PASSAGE PROVIDED:
Abstract

An important phenomenon in supply chain management which is known as the bullwhip effect suggests that demand variability increases as one moves up a supply chain. This paper contrasts the bullwhip effect for a two-stage supply chain consisting of one supplier and two retailers under three forecasting methods based on the market share. We can quantify the correlation coefficient between the two retailers clearly, in consideration of market share. The two retailers both employ the order-up-to inventory policy for replenishments. The bullwhip effect is measured, respectively, under the minimum mean squared error (MMSE), moving average (MA), and exponential smoothing (ES) forecasting methods. The effect of autoregressive coefficient, lead time, and the market share on a bullwhip effect measure is investigated by using algebraic analysis and numerical simulation. And the comparison of the bullwhip effect under three forecasting methods is conducted. The conclusion suggests that different forecasting methods and various parameters lead to different bullwhip effects. Hence, the corresponding forecasting method should be chosen by the managers under different parameters in practice.

Coordinate annotation entries:
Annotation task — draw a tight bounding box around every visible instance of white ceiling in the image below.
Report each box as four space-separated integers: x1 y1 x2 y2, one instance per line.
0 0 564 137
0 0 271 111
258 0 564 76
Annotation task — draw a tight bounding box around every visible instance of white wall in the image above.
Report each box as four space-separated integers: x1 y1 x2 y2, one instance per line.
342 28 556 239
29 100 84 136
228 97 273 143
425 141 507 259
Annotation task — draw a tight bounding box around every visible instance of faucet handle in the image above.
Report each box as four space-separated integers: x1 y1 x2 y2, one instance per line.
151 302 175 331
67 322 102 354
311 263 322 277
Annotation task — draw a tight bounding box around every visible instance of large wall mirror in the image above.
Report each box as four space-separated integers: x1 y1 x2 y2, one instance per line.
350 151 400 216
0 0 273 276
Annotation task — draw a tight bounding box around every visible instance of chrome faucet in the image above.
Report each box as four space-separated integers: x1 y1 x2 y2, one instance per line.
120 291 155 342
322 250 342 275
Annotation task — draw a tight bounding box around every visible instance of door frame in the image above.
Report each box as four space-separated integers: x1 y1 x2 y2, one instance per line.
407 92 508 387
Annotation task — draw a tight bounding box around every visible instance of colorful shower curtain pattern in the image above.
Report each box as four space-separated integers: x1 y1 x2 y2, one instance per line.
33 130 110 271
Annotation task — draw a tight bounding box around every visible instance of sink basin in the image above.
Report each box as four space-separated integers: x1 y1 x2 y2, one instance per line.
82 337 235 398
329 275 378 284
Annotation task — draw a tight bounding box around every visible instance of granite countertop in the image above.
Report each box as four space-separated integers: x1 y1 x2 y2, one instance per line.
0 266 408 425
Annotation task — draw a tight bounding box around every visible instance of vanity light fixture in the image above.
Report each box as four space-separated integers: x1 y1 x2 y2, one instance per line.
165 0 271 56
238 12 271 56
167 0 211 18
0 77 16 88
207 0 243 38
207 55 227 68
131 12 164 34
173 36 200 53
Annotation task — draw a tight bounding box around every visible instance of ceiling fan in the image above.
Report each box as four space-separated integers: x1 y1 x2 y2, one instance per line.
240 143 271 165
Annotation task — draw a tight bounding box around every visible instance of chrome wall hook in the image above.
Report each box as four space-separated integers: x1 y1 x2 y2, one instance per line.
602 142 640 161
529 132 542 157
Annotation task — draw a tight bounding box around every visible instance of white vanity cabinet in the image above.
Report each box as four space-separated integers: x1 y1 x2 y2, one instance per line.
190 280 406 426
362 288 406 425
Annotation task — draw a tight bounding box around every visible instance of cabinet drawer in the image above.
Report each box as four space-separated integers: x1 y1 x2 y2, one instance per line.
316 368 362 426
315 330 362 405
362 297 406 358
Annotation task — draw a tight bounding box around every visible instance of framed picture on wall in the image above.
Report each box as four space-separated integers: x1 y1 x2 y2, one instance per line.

WHAT YOU NEED TO DO:
(a) Answer these from the abstract on the bullwhip effect:
(i) What does the studied supply chain consist of?
(ii) Which inventory policy do the retailers use for replenishments?
(iii) Under which three forecasting methods is the bullwhip effect measured?
(b) Write a continuation of the abstract on the bullwhip effect, picking up after its final sentence.

EXERCISE RESULTS:
(a)
(i) One supplier and two retailers.
(ii) The order-up-to inventory policy.
(iii) Minimum mean squared error (MMSE), moving average (MA), and exponential smoothing (ES).

(b)
1. Introduction

In the research of modern logistics and supply chain management, a significant phenomenon which is called the bullwhip effect has attracted the attention of researchers and practitioners alike. As moving backward from a downstream member to an upstream member, the variance of order quantities placed by the downstream member to its immediate upstream member tends to be amplified. The first invention of the bullwhip effect could be traced back to Forrester [1, 2]. After that, several researchers such as Blinder [3], Blanchard [4], Burbidge [5], Blinder [6] and Kahn [7], and so forth also recognized the existence of the bullwhip effect in supply chains. Sterman [8] used the Beer Game, the most popular simulation of a simple production and distribution system developed at MIT, to certificate that the bullwhip effect is an important problem. The phenomenon was firstly called the bullwhip effect by Lee et al. [9, 10]. They indicated that the main reason for this phenomenon is demand signal processing, nonzero lead time, order batching, supply shortages, and price fluctuation.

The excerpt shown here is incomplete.